== REQUIREMENT ==
Print every one of the lines below word for word, leaving out the pictures.

::: SOURCE RECORDS

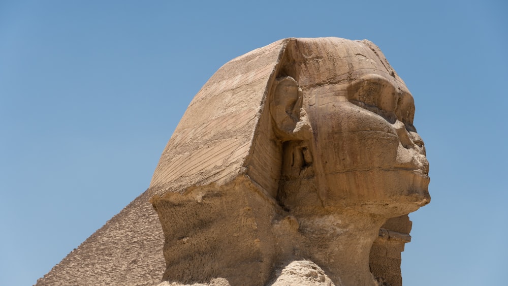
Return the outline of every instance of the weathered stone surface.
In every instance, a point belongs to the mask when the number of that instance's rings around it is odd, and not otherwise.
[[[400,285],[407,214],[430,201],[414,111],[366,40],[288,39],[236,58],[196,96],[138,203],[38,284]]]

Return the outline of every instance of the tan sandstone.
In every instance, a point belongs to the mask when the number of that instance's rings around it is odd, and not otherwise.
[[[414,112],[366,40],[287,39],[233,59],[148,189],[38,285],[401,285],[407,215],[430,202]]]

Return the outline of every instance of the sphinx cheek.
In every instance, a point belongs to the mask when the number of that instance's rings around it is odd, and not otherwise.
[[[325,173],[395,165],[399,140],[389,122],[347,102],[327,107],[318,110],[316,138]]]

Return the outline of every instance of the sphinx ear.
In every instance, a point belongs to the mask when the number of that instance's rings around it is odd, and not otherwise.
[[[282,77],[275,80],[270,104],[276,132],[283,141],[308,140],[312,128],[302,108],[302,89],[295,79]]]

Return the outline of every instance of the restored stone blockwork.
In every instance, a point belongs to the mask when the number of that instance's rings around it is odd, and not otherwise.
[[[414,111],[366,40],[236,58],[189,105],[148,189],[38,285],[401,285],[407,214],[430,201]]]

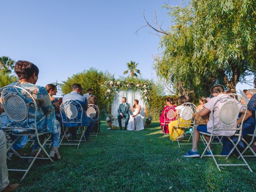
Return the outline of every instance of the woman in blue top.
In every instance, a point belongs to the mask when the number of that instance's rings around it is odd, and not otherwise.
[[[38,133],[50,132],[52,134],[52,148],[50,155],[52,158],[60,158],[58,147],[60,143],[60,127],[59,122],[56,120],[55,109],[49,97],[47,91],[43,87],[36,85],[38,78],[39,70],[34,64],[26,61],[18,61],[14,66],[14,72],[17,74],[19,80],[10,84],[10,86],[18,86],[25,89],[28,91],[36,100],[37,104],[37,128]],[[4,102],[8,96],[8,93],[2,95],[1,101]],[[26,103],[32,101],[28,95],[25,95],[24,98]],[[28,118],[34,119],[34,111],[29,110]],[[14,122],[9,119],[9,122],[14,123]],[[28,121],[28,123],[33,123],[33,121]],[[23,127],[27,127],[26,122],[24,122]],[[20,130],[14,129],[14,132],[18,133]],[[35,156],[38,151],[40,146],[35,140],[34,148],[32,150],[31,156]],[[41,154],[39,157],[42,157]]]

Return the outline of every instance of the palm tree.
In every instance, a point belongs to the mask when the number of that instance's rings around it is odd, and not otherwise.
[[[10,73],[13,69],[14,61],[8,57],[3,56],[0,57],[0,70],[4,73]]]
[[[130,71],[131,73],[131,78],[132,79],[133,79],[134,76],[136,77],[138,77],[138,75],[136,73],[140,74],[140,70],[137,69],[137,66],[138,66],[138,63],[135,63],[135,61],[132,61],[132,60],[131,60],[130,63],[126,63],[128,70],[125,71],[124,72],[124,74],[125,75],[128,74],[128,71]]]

::::::

== EXPECTED ANSWER ==
Return the outline of every instance of the weathered stone surface.
In every instance, a point belongs to the mask when the number of that instance's rings around it is odd, and not otherwise.
[[[400,285],[407,214],[430,201],[414,111],[366,40],[288,39],[236,58],[196,96],[138,203],[38,284]]]

Return the outline of every instance of the tan sandstone.
In every instance, a point belongs to the mask when the number of that instance's rings around it is odd, and not otherwise.
[[[414,112],[366,40],[287,39],[233,59],[148,189],[38,285],[401,285],[407,215],[430,202]]]

Return the outline of every instance of the sphinx cheek.
In every instance, a point belongs to the mask when the number of that instance's rings around it is odd, and not otherwise.
[[[325,173],[395,165],[399,140],[389,122],[347,102],[327,107],[318,110],[316,138]]]

Return the outline of every instance of the sphinx ear.
In every instance, a point belongs to the mask when the number of that instance's rings around it is odd, and not otherwise.
[[[282,77],[275,80],[270,104],[276,132],[283,141],[308,140],[312,128],[302,108],[302,89],[295,79]]]

Return the outline of every instance of the restored stone blockwork.
In every instance, a point belongs to the mask when the number of that instance's rings around it is odd, and not otherwise.
[[[414,111],[366,40],[236,58],[189,105],[148,189],[38,285],[401,285],[407,214],[430,201]]]

Return the outline of every instance of the woman in blue top.
In every instance, a point belongs to the mask when the number of that instance's rings around it is odd, and not otherwise.
[[[38,133],[50,132],[52,134],[52,148],[50,155],[52,158],[60,158],[58,147],[60,143],[60,127],[59,122],[56,120],[55,109],[49,97],[47,91],[43,87],[36,85],[38,78],[39,70],[34,64],[26,61],[18,61],[14,66],[14,72],[17,74],[19,80],[10,84],[10,86],[18,86],[25,89],[28,91],[36,100],[37,104],[37,128]],[[4,102],[8,96],[8,93],[2,95],[1,101]],[[26,103],[32,101],[28,95],[25,95],[24,98]],[[28,118],[34,119],[34,111],[29,110]],[[14,122],[9,119],[9,122],[14,123]],[[28,121],[28,123],[33,123],[33,121]],[[23,127],[27,127],[26,122],[24,122]],[[20,130],[14,129],[14,132],[18,133]],[[35,156],[38,151],[40,146],[35,140],[34,148],[32,150],[31,156]],[[41,154],[39,157],[42,157]]]

Return the outline of every instance of the palm tree.
In every instance, a point belongs to the mask when the number of that instance's rings around it is odd, and not otherwise.
[[[10,73],[13,69],[14,61],[8,57],[3,56],[0,57],[0,70],[4,73]]]
[[[130,71],[131,73],[131,78],[132,79],[133,79],[134,76],[136,77],[138,77],[138,75],[136,73],[140,74],[140,70],[137,69],[137,66],[138,66],[138,63],[135,63],[135,61],[132,61],[132,60],[131,60],[130,63],[126,63],[128,70],[125,71],[124,72],[124,74],[125,75],[128,74],[128,71]]]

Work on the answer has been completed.